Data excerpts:
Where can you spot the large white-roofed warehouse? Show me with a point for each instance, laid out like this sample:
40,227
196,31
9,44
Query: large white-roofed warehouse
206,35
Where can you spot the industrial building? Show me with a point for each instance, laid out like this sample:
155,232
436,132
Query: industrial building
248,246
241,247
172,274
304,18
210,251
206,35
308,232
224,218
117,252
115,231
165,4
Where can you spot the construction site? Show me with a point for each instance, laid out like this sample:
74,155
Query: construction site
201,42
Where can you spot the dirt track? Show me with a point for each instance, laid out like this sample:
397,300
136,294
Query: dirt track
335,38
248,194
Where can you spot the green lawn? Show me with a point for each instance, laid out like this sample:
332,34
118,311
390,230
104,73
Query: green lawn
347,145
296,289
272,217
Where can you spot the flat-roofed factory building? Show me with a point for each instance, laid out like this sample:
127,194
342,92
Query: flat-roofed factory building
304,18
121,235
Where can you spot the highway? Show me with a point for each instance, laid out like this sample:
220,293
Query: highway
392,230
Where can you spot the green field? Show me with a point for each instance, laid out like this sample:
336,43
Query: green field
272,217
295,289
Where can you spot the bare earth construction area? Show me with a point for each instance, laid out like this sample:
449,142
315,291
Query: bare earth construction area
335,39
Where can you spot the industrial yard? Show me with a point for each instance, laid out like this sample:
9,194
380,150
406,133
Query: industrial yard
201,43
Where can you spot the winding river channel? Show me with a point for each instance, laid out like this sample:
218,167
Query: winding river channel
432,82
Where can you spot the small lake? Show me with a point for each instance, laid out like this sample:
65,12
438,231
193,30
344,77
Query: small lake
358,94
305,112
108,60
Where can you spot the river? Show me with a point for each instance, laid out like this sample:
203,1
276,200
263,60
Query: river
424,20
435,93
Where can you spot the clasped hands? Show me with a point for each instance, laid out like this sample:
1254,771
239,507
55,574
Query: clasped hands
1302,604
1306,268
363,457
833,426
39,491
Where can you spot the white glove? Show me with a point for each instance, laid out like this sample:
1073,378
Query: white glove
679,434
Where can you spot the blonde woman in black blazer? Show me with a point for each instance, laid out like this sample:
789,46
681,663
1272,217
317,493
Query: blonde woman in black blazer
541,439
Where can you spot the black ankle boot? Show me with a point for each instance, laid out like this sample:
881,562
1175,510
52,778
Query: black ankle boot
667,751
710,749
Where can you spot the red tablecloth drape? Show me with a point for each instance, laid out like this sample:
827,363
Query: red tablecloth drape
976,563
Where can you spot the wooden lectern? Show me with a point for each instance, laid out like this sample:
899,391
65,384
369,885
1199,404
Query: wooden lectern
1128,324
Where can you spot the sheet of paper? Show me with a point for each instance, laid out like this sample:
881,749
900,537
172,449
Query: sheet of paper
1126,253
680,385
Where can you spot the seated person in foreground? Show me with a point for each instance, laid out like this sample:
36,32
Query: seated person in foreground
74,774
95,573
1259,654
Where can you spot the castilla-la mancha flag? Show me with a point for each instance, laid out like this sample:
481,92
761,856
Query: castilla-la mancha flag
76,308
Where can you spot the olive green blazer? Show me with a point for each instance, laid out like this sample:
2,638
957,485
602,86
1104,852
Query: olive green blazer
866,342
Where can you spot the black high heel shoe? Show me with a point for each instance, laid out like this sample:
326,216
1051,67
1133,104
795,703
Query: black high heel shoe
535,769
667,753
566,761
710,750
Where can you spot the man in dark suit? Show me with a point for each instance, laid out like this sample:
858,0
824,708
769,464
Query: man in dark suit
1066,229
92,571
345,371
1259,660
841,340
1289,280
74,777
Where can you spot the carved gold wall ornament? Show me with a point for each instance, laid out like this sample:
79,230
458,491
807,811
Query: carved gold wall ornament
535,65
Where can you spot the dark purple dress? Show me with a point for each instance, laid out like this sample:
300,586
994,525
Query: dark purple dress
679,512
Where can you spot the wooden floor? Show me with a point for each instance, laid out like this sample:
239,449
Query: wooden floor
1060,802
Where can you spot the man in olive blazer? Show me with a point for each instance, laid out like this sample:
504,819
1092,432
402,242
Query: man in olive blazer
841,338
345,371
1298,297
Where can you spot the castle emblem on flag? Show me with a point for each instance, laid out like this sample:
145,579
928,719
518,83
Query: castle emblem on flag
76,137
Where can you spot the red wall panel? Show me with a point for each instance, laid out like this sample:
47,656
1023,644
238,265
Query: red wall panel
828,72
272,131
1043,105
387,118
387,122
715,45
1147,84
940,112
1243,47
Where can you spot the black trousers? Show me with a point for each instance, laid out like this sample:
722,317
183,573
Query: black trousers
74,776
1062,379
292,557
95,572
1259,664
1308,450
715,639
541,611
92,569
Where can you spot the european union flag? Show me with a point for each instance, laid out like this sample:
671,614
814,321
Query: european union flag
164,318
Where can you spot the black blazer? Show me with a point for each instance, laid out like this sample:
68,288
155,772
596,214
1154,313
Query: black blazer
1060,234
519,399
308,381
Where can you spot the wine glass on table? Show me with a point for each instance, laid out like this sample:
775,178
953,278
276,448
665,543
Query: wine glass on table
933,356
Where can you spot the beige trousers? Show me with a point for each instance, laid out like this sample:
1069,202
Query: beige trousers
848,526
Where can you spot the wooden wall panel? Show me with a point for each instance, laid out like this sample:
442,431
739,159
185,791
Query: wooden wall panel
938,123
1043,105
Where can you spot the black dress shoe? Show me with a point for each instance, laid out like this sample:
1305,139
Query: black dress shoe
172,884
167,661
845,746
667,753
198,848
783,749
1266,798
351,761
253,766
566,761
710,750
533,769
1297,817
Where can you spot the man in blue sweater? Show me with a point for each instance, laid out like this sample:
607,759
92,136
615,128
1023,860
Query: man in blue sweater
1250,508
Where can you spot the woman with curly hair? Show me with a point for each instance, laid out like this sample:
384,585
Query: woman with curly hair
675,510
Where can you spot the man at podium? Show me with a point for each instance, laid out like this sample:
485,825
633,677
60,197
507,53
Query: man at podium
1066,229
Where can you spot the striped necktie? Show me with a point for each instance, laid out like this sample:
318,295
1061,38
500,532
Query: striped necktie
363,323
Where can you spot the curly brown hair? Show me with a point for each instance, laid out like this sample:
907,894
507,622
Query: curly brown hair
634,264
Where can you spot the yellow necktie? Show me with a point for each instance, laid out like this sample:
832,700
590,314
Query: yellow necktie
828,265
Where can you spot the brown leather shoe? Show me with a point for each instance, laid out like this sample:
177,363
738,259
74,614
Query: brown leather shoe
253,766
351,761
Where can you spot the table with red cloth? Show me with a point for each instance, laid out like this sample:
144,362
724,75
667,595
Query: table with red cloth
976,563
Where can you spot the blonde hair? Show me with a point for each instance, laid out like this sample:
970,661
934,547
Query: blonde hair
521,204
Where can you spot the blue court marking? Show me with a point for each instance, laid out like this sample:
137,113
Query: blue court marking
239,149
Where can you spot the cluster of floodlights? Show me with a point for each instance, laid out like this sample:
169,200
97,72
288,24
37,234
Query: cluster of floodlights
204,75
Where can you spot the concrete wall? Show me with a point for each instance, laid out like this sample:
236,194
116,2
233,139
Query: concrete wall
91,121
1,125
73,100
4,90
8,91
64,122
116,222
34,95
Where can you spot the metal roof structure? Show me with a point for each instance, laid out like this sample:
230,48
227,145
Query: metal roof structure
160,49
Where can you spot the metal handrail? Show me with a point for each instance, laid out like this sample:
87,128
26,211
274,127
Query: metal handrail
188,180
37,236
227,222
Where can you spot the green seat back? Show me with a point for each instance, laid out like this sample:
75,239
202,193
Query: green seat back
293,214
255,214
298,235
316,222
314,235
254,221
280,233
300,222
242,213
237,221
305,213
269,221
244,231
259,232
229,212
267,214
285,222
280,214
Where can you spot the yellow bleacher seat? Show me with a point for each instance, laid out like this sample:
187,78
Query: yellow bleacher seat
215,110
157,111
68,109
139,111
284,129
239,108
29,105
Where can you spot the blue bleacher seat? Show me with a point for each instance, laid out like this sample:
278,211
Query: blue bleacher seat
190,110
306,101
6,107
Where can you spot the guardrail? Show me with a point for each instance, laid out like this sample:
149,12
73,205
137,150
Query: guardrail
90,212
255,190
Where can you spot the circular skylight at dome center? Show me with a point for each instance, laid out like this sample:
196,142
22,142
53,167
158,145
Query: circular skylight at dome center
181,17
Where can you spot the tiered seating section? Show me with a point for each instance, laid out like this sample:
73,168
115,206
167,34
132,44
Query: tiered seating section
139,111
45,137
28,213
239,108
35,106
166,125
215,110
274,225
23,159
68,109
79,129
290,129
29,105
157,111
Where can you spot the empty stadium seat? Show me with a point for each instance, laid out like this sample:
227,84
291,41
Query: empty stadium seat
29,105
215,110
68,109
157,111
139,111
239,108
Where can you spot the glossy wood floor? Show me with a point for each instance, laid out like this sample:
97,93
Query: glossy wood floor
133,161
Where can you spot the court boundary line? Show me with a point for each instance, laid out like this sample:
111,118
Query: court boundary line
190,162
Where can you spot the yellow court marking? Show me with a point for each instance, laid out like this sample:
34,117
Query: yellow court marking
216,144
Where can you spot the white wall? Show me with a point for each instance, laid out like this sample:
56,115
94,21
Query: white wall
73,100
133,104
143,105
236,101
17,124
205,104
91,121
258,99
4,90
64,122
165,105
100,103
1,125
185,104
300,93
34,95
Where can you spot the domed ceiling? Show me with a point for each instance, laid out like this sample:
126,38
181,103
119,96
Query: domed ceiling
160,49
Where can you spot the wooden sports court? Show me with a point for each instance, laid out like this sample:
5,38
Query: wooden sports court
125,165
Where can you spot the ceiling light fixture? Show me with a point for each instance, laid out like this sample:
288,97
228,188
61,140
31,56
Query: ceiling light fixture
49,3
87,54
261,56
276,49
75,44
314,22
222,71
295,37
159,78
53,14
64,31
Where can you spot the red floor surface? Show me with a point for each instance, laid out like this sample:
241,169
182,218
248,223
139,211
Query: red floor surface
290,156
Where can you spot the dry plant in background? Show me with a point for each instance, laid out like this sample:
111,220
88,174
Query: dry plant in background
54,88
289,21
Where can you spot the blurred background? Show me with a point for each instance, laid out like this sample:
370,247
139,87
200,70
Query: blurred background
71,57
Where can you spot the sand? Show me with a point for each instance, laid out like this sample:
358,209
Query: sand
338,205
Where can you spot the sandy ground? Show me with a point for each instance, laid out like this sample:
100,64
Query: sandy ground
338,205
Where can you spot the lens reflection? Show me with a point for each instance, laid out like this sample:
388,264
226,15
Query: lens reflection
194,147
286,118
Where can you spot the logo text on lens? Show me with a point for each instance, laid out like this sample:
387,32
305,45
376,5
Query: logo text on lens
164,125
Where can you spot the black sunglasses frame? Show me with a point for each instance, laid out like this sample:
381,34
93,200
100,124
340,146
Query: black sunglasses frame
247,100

_What needs to be done_
Take the lines from the one containing "Where can you spot the blurred" through the final line of the entries above, and set them down exactly, with nothing added.

_Exercise response_
Where can you spot the blurred background? Show me with a point for each instance, laid out like this sample:
370,247
139,87
200,70
Query: blurred background
71,57
Where can you spot the sand? Show me with a point for each instance, laid out like this sample:
358,209
Query: sand
338,205
Where can you spot the sandy ground? Show me with a point for each instance, laid out like this sample:
100,64
Query: sandy ground
338,205
Where can you spot the lens reflection? Show me with a point for each instance, laid out like this sample:
388,264
226,15
Query: lens reflection
194,147
286,118
Where can you spot the logo text on lens? Show me with a point for each instance, laid out like this sample:
387,32
305,45
376,5
Query: logo text on lens
164,125
Where can you spot the black sunglasses frame? Show me with a point for each instance, laid out like this sample:
381,34
93,200
100,124
340,146
Query: black sunglasses frame
247,100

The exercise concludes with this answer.